Stated goal: Transcribe the material below exactly as it appears.

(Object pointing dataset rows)
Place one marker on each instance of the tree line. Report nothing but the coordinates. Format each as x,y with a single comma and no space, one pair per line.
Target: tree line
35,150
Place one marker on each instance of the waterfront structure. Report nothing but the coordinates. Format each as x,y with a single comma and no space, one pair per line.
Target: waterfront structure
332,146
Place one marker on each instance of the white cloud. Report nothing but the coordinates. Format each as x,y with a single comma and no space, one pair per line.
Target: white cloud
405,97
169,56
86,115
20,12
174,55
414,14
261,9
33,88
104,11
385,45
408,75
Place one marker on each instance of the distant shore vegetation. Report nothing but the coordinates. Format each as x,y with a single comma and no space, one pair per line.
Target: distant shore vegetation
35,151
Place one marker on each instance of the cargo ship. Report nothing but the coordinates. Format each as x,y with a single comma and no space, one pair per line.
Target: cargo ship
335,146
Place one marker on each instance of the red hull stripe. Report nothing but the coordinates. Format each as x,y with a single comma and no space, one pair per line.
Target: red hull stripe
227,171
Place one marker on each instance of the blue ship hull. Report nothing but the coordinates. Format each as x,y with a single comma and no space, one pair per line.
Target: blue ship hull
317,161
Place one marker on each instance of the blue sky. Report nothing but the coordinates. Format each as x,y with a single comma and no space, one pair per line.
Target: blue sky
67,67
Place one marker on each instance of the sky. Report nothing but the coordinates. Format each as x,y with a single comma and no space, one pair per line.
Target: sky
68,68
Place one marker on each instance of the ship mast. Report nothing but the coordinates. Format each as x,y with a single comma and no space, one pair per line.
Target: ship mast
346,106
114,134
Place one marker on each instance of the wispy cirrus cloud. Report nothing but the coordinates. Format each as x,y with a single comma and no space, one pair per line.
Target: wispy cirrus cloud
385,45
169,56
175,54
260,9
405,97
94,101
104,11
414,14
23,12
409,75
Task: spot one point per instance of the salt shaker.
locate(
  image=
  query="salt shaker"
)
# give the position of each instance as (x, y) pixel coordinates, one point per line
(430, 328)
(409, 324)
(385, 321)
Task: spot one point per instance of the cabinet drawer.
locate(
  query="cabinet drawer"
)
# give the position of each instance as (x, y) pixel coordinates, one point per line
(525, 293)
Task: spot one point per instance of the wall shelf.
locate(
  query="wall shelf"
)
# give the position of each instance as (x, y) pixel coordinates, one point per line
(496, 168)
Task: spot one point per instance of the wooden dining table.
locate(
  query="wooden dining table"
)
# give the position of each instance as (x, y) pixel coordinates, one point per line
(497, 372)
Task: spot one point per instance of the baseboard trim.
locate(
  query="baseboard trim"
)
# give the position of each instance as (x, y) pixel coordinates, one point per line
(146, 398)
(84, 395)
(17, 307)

Exercise output:
Place one marker on each instance of the tree line. Report nothing but the coordinates. Format each as x,y with a single comma and no space, one pair per line.
Target: tree line
35,150
Place one marker on each instance of the waterfront structure. Report nothing but the coordinates. Format each as x,y with a single comma and no space, one pair per line.
Target: waterfront structure
332,146
Place one marker on each instance of the white cloud. Report nothing but the coordinates. Format each as x,y with a single comma and no space, one pair per line.
Target: white cloud
405,97
169,56
86,115
20,12
174,55
414,14
261,9
33,88
104,11
385,45
408,75
Place one marker on each instance of the distant shore vegetation. Report nothing but the coordinates. Format each as x,y with a single comma and no space, one pair per line.
Target: distant shore vegetation
35,151
Place one marker on each instance of the cargo ship. Report nothing but the coordinates. Format each as x,y with a single comma and no space, one pair per line.
Target: cargo ship
335,146
Place one marker on each instance of the red hull stripe. Report nothing but the coordinates. Format each as x,y with a single comma and no space, one pair per line.
Target: red hull stripe
227,171
Place one marker on each instance of the blue ship hull. Report nothing but the coordinates. Format each as x,y with a single comma and no space, one pair per line.
Target: blue ship hull
317,161
Place one marker on each instance of the blue sky. Report nothing but the coordinates. Format each as x,y with a single comma and no space, one pair per line.
Target: blue sky
67,67
Place one marker on each instance of the sky. Report nothing but the coordinates. Format each as x,y with a single comma and no space, one pair per line.
Target: sky
68,68
Place one marker on each instance of the ship mast. Report nothing but the coordinates. Format each as x,y with a single comma and no space, one pair per line.
Target: ship mast
346,106
114,134
Place one marker on each instance of the wispy cirrus cloud. Report nothing but the coordinates. Format each as x,y with a single comma and no space, one pair per line.
Target: wispy cirrus cloud
385,45
169,56
175,54
260,9
405,97
94,101
104,11
414,14
23,12
409,75
Task: spot one point per instance of the salt shaker.
locate(
  image=
  query="salt shaker"
)
# give the position of each instance as (x, y) pixel coordinates, one point per line
(430, 328)
(409, 324)
(385, 321)
Task: spot one point per instance of the cabinet drawer.
locate(
  query="cabinet drawer"
)
# give the position of each instance as (x, y) pixel coordinates, one point per line
(525, 293)
Task: spot one point per instance of the wall shelf.
locate(
  query="wall shelf"
)
# give the position of each instance as (x, y) pixel coordinates, one point per line
(496, 168)
Task: spot one point per instance of the wooden dining table.
locate(
  query="wooden dining table"
)
# give the position of each instance as (x, y) pixel coordinates, one point per line
(497, 372)
Task: spot one point per instance of the baseboard trim.
locate(
  query="baseboard trim"
)
# give the position of each instance as (x, y) pixel coordinates, one point per line
(146, 398)
(84, 395)
(17, 307)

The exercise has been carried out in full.